[[ Text open ]]

Claude Vignon (1593-1670)
Saint Catherine Being Forced
To Adore the Idols
Oil on canvas - 147.5 x 210.5 cm
Paris, Musée du Louvre
29/01/2008 — Acquisition — Paris, Musee du Louvre — The Paintings Department has just acquired a work that appeared at the last Maastricht Art Fair from a French art dealer.
This beautiful Claude Vignon was unpublished, or rather was known only from archive references and thought to be lost [1]. In her monographic study on the artist [2], Paola Pacht Bassani catalogues it under the number MC73: . Despite its “considerable” size, “it was executed in twenty-four hours after a bet with a friend who was a silversmith”. The painting met with immediate success as stated by Guillet de Saint-Georges: “…All of Paris went to admire the painting, which earned M. Vignon the nickname of the betting painter.” The last time the work was listed was in 1703 in the inventory drawn up after the death of Vignon’s son.
It is easy to understand why his contemporaries admired the canvas so much: although the artist worked rapidly, he produced a brilliant work of outstanding quality. We know — and the 1993-1994 retrospective proved it — that Claude Vignon was capable of executing great but also mediocre works, probably due to the frequent contributions of his workshop and the speed of his production. This painting, which he must have done entirely on his own because of the bet, shows that the artist had the talent and ease that might qualify him as the French “Fa presto”.

[[ Text closed ]]
[[ Records open ]]

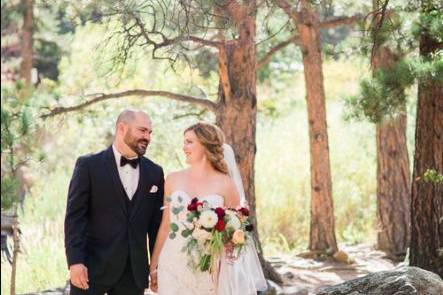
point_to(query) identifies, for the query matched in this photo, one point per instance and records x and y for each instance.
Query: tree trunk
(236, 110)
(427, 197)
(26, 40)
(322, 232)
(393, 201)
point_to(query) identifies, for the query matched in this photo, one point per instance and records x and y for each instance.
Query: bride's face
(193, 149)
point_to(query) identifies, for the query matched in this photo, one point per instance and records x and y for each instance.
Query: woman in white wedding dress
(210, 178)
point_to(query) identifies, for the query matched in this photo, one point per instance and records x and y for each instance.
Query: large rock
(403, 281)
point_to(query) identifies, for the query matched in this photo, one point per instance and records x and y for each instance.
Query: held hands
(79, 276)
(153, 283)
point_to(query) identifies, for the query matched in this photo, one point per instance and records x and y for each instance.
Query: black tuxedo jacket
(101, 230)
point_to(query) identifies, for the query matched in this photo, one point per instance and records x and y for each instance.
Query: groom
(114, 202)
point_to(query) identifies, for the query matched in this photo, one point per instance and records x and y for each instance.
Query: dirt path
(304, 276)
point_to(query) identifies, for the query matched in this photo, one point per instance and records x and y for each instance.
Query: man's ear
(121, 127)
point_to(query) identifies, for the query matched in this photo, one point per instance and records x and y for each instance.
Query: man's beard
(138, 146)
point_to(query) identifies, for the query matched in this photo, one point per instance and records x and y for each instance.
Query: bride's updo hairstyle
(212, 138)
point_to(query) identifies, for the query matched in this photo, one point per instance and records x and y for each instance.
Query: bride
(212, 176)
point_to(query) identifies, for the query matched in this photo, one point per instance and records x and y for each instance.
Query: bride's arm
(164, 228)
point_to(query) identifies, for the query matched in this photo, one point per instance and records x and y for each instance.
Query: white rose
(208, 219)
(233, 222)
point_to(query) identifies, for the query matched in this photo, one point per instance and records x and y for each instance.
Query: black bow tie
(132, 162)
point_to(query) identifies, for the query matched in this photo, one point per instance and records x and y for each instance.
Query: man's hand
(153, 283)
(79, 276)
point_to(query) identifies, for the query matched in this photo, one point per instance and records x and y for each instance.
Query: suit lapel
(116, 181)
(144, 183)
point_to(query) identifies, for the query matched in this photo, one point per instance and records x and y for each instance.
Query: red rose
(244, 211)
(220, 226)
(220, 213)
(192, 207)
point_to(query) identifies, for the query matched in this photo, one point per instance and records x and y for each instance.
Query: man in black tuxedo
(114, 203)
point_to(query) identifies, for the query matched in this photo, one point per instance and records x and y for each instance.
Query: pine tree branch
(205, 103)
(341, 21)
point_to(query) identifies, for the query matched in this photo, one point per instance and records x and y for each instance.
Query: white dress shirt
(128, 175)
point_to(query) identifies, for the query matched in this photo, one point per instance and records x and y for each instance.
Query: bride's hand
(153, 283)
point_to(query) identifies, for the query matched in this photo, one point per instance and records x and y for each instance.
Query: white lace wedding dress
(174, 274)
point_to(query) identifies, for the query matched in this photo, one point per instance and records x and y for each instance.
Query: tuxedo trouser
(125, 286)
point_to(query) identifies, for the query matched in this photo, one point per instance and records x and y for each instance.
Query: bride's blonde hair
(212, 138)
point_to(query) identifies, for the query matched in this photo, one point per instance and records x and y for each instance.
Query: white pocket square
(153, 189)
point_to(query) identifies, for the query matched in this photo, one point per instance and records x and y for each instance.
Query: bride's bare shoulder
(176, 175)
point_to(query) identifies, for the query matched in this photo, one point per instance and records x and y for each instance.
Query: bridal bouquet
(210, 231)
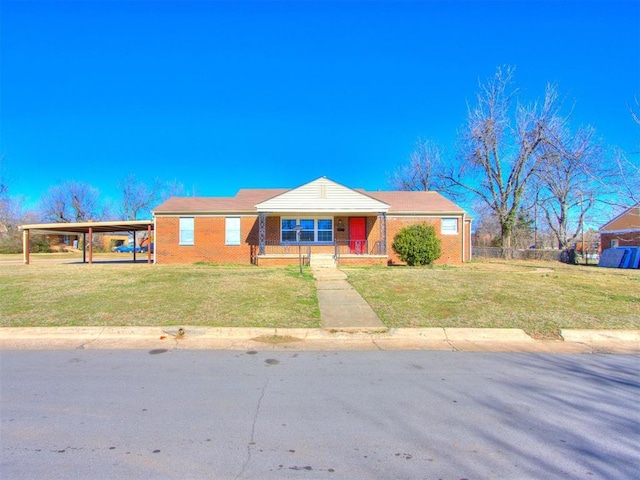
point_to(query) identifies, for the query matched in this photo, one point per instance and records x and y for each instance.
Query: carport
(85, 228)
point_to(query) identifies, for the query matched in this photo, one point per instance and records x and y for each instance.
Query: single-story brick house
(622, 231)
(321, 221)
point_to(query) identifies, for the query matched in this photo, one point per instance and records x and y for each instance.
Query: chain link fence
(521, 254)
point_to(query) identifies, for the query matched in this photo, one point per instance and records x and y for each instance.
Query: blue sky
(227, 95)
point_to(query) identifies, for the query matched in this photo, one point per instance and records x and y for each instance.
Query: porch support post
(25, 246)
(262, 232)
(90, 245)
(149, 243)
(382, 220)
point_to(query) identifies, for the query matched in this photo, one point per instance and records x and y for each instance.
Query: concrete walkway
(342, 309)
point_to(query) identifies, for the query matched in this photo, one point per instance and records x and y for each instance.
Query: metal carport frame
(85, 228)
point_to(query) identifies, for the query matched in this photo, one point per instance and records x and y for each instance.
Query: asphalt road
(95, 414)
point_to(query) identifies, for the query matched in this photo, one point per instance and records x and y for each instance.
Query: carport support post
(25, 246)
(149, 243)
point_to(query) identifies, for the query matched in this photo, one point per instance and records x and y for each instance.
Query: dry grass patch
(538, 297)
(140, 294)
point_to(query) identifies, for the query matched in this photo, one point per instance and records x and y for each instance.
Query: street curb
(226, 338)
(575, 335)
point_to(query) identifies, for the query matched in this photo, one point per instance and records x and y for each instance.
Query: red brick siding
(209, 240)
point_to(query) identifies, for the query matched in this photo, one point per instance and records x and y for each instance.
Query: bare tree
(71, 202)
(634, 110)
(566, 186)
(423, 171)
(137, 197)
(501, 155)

[[ Records closed ]]

Carry on the article about the Louvre's purchase of the Claude Vignon painting of Saint Catherine from the point where it stops. You can leave the dataset entries aside.

The Louvre was still lacking a Vignon canvas of this style. The Young Singer of the Roman period is a typical Caravaggesque work, as is The Death of Saint Anthony, although the second, with an uncertain date, shows more of an influence by Orazio Borgiani; Solomon and the Queen of Sheba reflects a late Mannerist style, and The Death of Seneca takes up again, after the painter had settled in Paris for quite some time, a Caravaggesque tone.
Paola Pacht Bassani [3] dates it from 1623, that is shortly after Vignon’s return to Paris. Saint Catherine Refusing To Adore the Idols, with an obvious Venetian influence, is the equivalent of Roman Baroque painting at that time. Vignon is much more modern here than he is later on at the end of his life when he persists in an outmoded Mannerist vein.